#### [EXTRACT]

━━━━━━

Steve McConnell Text Banner

 

 


Best Practices
IEEE Software, Vol. 15, No. 4, July/August 1998

Why You Should Use Routines, Routinely


As an undergraduate computer science student, I thought that the main reason to create new routines instead of leaving all the code in one big routine was to avoid duplicate code. That is one good reason to create a routine, but hardly makes a complete list. The following sections describe many additional reasons to create routines.

Reducing complexity

The single most important reason to create a routine is to reduce a program's complexity. Create a routine to hide information so that you won't need to think about it. Sure, you need to think about it when you write the routine. But after it's written, you should be able to forget the details and use the routine without any knowledge of its internal workings. Other reasons to create routines—minimizing code size, improving maintainability, and improving correctness—are good reasons, but without the abstractive power of routines, complex programs would be intellectually impossible to manage.

Avoiding duplicate code

Undoubtedly the most popular reason for creating a routine is to avoid duplicate code. Similar code in two routines is a warning sign. David Parnas says that if you use copy and paste while you’re coding, you’re probably committing a design error. Instead of copying code, move it into its own routine. Future modifications will be easier because you will need to modify the code in only one location. The code will be more reliable because you will have only one place in which to be sure that the code is correct.

Limiting effects of changes

Isolate areas that are likely to change so that effects of changes are limited to a single routine or, at most, a few routines. Create your designs so that the areas that are most likely to change are the easiest to change. Areas likely to change include hardware dependencies, input/output formats, complex data structures, and business rules.

Hiding sequences

Hide the order in which events happen to be processed. If the program typically gets data from the user then gets auxiliary data from a file, neither the routine that gets the user data nor the routine that gets the file data should depend on the other routine’s being performed first. Design the system so that either could be performed first, then create a routine to hide the information about which happens to be performed first.

Improving performance

Having code in one place, inside a single routine, means that a single optimization benefits all the code that calls that routine. It makes it practical to recode the routine with a more efficient algorithm or a faster, more difficult language, like assembler.

━━━━━━

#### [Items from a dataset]
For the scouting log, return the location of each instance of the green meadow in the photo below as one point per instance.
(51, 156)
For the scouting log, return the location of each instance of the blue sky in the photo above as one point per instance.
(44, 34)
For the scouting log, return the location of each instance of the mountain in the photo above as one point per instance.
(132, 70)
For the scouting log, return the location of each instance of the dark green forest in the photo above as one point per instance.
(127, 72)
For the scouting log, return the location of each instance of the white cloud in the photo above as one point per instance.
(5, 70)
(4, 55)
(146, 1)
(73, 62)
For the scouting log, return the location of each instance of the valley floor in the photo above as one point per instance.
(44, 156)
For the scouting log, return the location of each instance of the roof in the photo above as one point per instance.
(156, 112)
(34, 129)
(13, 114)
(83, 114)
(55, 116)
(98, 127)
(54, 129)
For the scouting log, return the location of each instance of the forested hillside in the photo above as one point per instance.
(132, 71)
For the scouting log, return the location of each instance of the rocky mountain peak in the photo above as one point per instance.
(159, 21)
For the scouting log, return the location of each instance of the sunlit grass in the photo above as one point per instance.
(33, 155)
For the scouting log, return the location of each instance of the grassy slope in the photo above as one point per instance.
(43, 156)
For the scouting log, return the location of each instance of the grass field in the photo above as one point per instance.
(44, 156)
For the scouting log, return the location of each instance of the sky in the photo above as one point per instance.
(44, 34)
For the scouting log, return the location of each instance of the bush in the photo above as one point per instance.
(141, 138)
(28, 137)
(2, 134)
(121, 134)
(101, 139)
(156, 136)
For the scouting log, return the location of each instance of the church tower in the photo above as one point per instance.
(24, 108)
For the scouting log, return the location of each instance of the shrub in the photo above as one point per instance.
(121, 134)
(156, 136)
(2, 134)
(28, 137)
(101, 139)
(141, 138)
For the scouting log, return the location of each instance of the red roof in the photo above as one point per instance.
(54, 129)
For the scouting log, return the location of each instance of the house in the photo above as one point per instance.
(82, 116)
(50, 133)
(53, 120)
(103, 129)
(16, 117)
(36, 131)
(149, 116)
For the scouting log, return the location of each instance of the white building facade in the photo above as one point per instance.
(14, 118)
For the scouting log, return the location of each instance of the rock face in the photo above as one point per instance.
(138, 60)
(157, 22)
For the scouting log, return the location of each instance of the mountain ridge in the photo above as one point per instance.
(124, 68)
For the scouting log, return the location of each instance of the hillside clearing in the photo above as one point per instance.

━━━━━━

#### [PROBLEMS]
a. List every area that the article on routines names as likely to change.
b. Copy out the passage of the article on routines starting with "Isolate areas that" and going on through "and business rules.".

#### [RESPONSES FOR EACH TASK]
a.
- Hardware dependencies
- Input/output formats
- Complex data structures
- Business rules

b.
Isolate areas that are likely to change so that effects of changes are limited to a single routine or, at most, a few routines. Create your designs so that the areas that are most likely to change are the easiest to change. Areas likely to change include hardware dependencies, input/output formats, complex data structures, and business rules.